__Goal of the exercise__
Going through the entries below, tally the lines that hold the word "headland" and state the result alone.

Image point grounding data
——
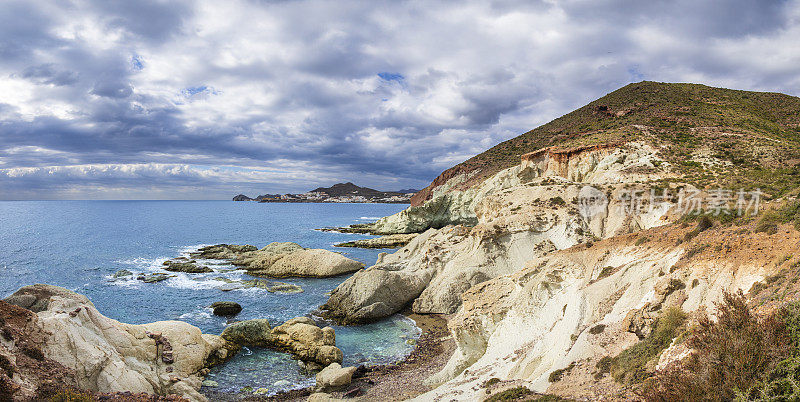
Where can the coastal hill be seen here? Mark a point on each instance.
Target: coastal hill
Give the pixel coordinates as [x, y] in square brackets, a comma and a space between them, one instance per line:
[340, 192]
[741, 127]
[553, 281]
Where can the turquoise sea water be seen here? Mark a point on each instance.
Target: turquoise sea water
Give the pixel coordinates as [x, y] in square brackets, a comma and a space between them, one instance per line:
[80, 244]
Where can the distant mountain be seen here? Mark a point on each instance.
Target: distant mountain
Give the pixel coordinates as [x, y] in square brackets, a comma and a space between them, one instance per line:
[350, 189]
[340, 192]
[756, 134]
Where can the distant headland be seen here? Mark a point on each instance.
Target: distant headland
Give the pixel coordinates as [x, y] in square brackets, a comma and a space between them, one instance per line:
[340, 192]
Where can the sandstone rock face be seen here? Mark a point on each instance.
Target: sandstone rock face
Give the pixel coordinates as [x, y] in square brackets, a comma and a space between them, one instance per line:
[109, 356]
[282, 260]
[299, 336]
[524, 325]
[25, 374]
[37, 297]
[521, 213]
[334, 376]
[448, 205]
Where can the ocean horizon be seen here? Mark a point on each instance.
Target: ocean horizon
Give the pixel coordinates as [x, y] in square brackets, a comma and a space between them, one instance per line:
[80, 245]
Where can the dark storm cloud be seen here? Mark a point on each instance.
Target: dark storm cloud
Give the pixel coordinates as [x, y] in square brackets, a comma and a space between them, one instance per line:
[47, 74]
[190, 99]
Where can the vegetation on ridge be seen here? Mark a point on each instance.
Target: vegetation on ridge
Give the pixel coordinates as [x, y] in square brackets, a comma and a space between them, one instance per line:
[740, 356]
[713, 137]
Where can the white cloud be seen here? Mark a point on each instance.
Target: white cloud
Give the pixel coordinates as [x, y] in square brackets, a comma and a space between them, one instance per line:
[116, 91]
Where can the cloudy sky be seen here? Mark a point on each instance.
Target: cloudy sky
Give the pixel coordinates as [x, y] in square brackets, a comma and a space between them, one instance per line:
[206, 99]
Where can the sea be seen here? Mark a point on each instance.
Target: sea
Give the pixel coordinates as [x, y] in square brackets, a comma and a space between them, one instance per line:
[79, 245]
——
__Finished exercise__
2